Text provided
#####

The bankruptcy automatically became effective by reason of Compact/Agreement
between each of the corporate state governments and THE MOTHER CORPORATION.
(Note: The writer has taken the liberty of using the term "Mother Corporation"
to communicate the interconnected power of the corporate Federal government
relative to her associated corporate States. It is my understanding that the
States created the Federal Government, however, for all practical purposes,
the Federal Government has taken control of her "Creators," the States.) She
has become a beast out of control for power. She has for her trade names the
following: "United States", "U.S.", "U.S.A.", "United States of America",
Washington, D.C., District of Columbia, Feds, Federal Government. She has her
own U.S. Army, Navy, Air Force, Marines, Parks, Post Office, etc., etc., etc.
Because she is claiming to be bankrupt, she freely gives her land, her
personnel, and the money she steals from the Americans via the I.R.S. and her
state corporations, to the United Nations and the International Bankers as
payment for her debt. The UN and the International Bankers use this money and
services for various world wide projects to include war. War is an extremely
lucrative business for the bankers of the New World Order. Loans for
destruction. Loans for re-construction. Loans for controlling people on her
world property.
U.S. Inc. Declares Bankruptcy
The corporate U.S., then, is the head corporate member, who met at Geneva, to
decide for all its corporate body members. The corporate representatives of
corporate several states were not in attendance. If the states had their own
power to declare bankruptcy regardless of whether Washington D.C. declared
bankruptcy or not, then the several states would have been represented at
Geneva. The several states of America were not represented. Consequently,
whatever Washington D.C. agree to at Geneva was passed on automatically, via
compact to the several corporate states as a group, association, corporation
or as a club member, they all agreed and declared bankruptcy as one government
corporate group in 1938. The several states only needed a representative in
Geneva by way of the U.S. in Washington, D.C. The delegates of the corporate
United States attended the meetings and spoke for the several corporate states
as well as for the mother corporation located in Washington, D.C., the seat
and headquarters of the Federal Corporate Government. And, presto BANKRUPTCY
was declared for all.
From 1930 to 1938 the states could not enact any law or decide any case that
would go against the Federal Government. The case had to come down from the
Federal level so that the states would rely on the Federal decision and use
this decision as justification for the bankruptcy process within the states.
Uniform Commercial Code (UCC)
Emerges as the Law of the Land
http://www.law.cornell.edu/ucc/1/overview.html
By 1938 the corporate Federal Government had the true bankruptcy case they had
been looking for. Now, the bankruptcy that had been declared back in 1930
could be up-held and administered. That's why the Supreme Court had to be
stacked and made corrupt from within. The new players on the Supreme Court
fully understood that they had to destroy all other case law that had been
established prior to 1938. The Federal Government had to have a case to
destroy all precedence, all appearance, and even the statute of law itself.

#####

Information shown
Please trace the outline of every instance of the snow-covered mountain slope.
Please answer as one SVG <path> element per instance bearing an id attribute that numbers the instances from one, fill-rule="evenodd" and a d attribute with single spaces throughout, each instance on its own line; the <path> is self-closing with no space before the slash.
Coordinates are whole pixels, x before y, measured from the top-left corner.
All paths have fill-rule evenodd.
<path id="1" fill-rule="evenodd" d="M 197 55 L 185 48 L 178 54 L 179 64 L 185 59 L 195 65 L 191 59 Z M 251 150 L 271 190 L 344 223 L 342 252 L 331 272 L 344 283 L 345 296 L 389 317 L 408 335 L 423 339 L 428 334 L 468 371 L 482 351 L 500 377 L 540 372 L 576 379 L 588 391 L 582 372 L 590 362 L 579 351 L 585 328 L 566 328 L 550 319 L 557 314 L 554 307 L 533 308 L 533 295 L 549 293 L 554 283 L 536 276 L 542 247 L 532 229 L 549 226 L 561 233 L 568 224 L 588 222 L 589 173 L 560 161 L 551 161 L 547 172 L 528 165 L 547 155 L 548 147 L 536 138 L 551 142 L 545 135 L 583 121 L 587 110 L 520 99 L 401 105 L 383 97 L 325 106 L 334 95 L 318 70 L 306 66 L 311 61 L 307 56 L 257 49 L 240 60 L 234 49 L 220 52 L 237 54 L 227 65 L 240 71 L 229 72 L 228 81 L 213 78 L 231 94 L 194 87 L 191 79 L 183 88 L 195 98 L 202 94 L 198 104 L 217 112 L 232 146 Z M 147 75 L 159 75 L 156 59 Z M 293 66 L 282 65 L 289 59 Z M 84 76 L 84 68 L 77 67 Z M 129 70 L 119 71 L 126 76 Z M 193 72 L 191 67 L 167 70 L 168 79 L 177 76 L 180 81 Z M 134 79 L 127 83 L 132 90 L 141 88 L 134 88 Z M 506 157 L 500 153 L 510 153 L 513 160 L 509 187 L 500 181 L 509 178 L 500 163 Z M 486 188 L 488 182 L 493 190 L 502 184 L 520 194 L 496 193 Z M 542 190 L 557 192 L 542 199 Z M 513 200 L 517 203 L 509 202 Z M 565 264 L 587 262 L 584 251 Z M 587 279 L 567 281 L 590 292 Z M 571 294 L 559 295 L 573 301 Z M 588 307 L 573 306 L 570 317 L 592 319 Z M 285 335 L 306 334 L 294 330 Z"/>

#####

Stated problem
Pick up the text about the bankruptcy of the corporate U.S. government and carry it on from its last sentence.

Reply
That is, the Statutes at Large had to be perverted. They finally got their
case in Erie R.R. v. Thompkins. It was right after that case that the American
Law Institute and the National Conference of Commissioners on Uniform State
Laws listed right in the front of the Uniform Commercial Code, began creating
the Uniform Commercial Code that is on our backs today. Let us quote directly
from the preface of the 1990 Official Text of the Uniform Commercial Code 12th
edition.
The Code was originally approved by its sponsors and the American Bar
Association in 1952, and was revised in 1958 to incorporate a number of
changes that had been recommended by the New York Law Revision Commission and
other agencies. Subsequent amendments that were deemed desirable in the light
of experience under the Code were approved by the Permanent Editorial Board in
1962 and 1966.
The above named groups and associations of private lawyers got together and
started working on the Uniform Commercial Code (UCC). It was somewhere between
1930 and 1940, I don't recall, but by the early 40's and during the war, this
committee was working to form the UCC and got it ready to put on the market.
The UCC is the law merchant's code for the administration of the bankruptcy.
The UCC is now the new law of the land as far as the courts are concerned.
This Legal Committee of lawyers put everything; Negotiable Instruments,
Security, Sales, Contracts/Agreements, and the whole mess under the UCC.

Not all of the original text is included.